* **Instructions to follow**
Find "of the straw" and "of the shaved" in the records below. Copy the lines holding them and every line between, exactly, and no others.
BEGIN
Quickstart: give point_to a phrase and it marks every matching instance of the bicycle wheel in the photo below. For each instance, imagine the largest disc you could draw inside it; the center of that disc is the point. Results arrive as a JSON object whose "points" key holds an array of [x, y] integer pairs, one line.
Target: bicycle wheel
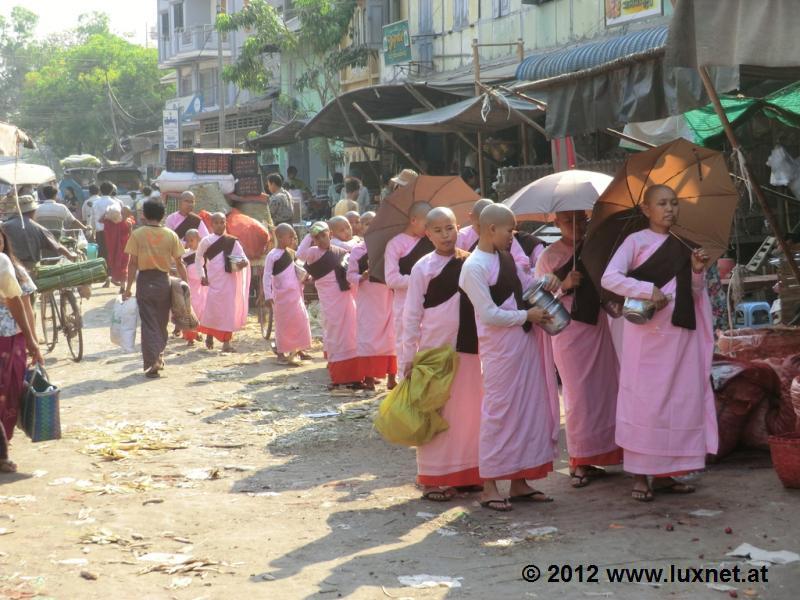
{"points": [[48, 315], [72, 324]]}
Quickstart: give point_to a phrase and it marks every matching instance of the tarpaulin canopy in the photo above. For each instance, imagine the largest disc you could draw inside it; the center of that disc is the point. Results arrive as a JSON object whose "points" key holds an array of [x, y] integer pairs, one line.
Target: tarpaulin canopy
{"points": [[734, 32], [378, 101], [607, 83], [487, 112], [285, 135]]}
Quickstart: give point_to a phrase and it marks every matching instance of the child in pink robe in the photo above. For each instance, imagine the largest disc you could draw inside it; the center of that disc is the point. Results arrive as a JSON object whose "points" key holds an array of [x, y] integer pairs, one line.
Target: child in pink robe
{"points": [[401, 253], [224, 269], [375, 340], [198, 291], [437, 313], [324, 264], [520, 418], [585, 357], [283, 289], [666, 419]]}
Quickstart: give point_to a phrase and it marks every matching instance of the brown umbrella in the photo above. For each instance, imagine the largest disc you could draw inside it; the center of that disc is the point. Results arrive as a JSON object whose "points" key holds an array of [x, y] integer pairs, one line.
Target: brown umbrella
{"points": [[392, 216], [699, 176]]}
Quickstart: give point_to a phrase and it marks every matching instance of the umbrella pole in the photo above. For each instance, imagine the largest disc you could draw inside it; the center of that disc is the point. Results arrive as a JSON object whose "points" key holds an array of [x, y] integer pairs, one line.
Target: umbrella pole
{"points": [[768, 214]]}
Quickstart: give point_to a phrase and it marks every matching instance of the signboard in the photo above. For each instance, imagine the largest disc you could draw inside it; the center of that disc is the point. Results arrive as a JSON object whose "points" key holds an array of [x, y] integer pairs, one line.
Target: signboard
{"points": [[396, 43], [171, 128], [624, 11], [190, 106]]}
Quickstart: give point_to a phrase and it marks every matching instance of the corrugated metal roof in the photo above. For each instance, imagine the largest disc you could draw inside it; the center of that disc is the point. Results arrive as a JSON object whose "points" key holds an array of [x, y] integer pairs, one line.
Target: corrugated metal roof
{"points": [[591, 54]]}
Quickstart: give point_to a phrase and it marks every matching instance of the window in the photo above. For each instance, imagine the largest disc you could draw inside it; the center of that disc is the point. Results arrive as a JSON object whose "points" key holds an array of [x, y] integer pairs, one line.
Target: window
{"points": [[460, 14], [177, 15], [501, 8]]}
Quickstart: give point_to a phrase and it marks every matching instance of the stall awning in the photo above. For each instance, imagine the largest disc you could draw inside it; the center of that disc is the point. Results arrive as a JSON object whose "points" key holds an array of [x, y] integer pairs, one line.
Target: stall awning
{"points": [[379, 102], [606, 84], [591, 54], [285, 135], [467, 116]]}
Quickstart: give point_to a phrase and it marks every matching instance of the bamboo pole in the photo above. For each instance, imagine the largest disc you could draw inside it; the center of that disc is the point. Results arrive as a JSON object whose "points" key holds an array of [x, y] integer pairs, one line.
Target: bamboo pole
{"points": [[388, 138], [756, 187]]}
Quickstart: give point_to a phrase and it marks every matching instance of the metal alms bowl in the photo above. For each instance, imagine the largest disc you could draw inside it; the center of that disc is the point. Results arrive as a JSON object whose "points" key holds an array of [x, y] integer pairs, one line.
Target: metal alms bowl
{"points": [[538, 297], [638, 311]]}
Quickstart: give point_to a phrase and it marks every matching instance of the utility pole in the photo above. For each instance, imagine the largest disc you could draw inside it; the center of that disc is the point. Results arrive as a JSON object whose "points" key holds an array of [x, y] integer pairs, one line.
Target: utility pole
{"points": [[221, 82]]}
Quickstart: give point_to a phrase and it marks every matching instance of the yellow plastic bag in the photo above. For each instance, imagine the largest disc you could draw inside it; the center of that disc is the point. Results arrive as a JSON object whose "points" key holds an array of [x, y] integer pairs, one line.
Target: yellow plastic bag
{"points": [[409, 415]]}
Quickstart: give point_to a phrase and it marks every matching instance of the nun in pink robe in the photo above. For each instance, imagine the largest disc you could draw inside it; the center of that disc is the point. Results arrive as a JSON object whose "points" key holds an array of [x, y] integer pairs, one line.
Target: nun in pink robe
{"points": [[587, 362], [292, 329], [375, 339], [225, 311], [666, 419], [520, 418], [339, 317], [450, 459]]}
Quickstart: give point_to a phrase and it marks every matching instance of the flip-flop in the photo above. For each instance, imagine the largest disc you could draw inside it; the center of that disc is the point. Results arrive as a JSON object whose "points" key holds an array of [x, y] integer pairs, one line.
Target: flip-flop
{"points": [[498, 505], [532, 497]]}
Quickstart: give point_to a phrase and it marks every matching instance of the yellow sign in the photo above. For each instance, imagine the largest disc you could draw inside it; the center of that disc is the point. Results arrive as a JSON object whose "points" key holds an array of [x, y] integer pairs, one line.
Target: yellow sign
{"points": [[624, 11]]}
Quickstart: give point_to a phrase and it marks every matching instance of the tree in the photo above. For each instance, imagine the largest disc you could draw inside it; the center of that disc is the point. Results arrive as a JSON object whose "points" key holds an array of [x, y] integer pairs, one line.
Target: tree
{"points": [[67, 101], [319, 47]]}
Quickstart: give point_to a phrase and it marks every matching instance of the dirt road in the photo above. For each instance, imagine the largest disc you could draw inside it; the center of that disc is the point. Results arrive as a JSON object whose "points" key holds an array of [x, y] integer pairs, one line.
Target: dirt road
{"points": [[232, 477]]}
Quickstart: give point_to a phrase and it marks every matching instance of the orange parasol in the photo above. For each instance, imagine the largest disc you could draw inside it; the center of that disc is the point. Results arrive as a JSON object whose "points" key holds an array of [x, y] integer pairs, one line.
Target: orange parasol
{"points": [[706, 193], [392, 216]]}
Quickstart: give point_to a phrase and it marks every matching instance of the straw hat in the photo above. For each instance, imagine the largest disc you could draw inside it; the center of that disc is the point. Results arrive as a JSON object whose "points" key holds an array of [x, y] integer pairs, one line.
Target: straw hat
{"points": [[405, 177]]}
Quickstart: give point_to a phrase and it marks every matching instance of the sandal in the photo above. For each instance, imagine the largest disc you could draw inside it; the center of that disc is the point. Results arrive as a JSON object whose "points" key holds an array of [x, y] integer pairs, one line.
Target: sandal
{"points": [[440, 495], [498, 505]]}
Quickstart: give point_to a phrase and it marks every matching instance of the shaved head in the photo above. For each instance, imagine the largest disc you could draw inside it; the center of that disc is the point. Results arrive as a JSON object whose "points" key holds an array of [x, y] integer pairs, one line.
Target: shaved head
{"points": [[496, 214], [438, 214]]}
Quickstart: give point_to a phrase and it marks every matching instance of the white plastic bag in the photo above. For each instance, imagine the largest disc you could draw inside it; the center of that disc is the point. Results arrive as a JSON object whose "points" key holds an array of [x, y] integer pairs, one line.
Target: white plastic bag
{"points": [[124, 321]]}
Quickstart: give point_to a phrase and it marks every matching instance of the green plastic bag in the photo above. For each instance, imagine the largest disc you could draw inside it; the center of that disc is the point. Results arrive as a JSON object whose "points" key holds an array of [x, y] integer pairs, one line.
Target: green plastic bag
{"points": [[410, 413]]}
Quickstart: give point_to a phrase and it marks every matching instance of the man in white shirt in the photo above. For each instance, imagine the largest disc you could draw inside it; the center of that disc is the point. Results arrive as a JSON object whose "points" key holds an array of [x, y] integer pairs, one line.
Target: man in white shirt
{"points": [[99, 208], [54, 216]]}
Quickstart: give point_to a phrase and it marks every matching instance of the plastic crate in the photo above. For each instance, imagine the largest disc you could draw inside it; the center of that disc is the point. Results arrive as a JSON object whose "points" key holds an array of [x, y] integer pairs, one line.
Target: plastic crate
{"points": [[249, 186], [244, 165], [207, 163], [180, 161]]}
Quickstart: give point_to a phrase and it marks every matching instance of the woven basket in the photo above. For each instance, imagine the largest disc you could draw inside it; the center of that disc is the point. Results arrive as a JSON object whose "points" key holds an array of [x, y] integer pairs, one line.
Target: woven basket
{"points": [[785, 450]]}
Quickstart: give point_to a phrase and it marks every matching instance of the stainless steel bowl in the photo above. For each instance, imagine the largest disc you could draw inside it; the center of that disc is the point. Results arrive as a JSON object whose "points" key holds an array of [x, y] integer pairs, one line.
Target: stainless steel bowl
{"points": [[638, 311], [538, 297]]}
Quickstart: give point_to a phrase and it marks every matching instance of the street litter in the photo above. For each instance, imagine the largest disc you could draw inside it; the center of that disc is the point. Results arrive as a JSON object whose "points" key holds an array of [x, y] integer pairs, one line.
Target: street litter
{"points": [[430, 581], [761, 557]]}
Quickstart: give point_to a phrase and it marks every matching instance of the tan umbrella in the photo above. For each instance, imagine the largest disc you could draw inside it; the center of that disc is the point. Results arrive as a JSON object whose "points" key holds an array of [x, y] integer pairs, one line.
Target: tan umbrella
{"points": [[392, 216], [699, 176]]}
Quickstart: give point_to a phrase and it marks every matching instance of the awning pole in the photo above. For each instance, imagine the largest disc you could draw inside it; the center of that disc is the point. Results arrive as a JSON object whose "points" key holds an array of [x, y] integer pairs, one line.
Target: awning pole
{"points": [[388, 138], [358, 141], [768, 214], [476, 67]]}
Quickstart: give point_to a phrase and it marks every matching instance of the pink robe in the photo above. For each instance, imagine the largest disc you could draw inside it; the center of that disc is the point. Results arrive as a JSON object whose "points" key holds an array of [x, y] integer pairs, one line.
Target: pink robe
{"points": [[174, 220], [339, 320], [520, 419], [587, 363], [375, 340], [225, 310], [666, 420], [467, 237], [397, 248], [292, 329], [451, 458]]}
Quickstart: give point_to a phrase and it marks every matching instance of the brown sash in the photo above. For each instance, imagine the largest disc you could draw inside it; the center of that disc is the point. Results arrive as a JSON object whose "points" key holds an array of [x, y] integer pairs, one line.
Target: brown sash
{"points": [[672, 259], [423, 246], [223, 244], [192, 221], [283, 263], [586, 305], [328, 262], [441, 288], [527, 242], [508, 283]]}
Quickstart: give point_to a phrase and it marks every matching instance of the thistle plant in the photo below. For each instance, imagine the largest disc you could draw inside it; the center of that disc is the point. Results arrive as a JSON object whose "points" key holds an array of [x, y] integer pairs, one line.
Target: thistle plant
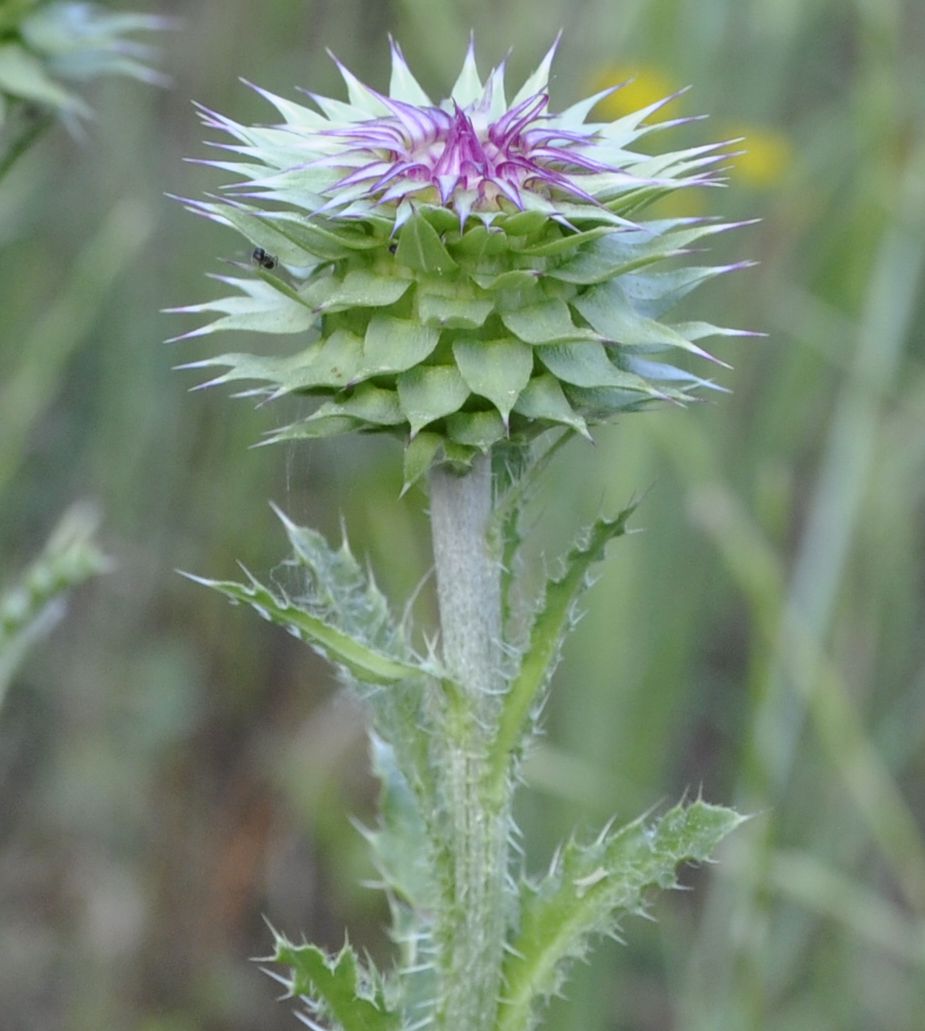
{"points": [[46, 48], [473, 278]]}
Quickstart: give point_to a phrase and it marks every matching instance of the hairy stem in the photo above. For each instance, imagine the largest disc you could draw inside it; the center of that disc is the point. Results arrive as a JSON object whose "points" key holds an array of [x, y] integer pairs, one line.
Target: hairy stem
{"points": [[471, 922]]}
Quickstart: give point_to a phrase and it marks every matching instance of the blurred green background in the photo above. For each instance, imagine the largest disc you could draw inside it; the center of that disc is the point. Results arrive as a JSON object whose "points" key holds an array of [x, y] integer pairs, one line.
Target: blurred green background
END
* **Written response**
Quickstart: give point_to a phrase and it marks every matching instance of the straw hat in the photo above. For each instance, imagine the largest disc you could draw inside it; the center of that disc is the point. Results arrive as a JSON object whose "points" key holds an array of [x, y] integer pairs, one line.
Target: straw hat
{"points": [[405, 177]]}
Quickstart: give point_to a phrase and it marks every matching instance of the sandal in the photo above. For each instance, imagine the largest disc you could draw inside it; the center of that disc is the point. Results arrive as a JSON object whose "points" key holds an array of [x, y] integer pairs, one line.
Target: sandal
{"points": [[440, 495], [498, 505]]}
Quickstart: give point_to a phrase and it marks every matching instance of the shaved head in the photo above. For each instance, imagine the largest disc you could draw inside it; the center of that disc is the point. Results arrive as a JSON object whose "points" key holds an array of [x, y] integer pairs, one line.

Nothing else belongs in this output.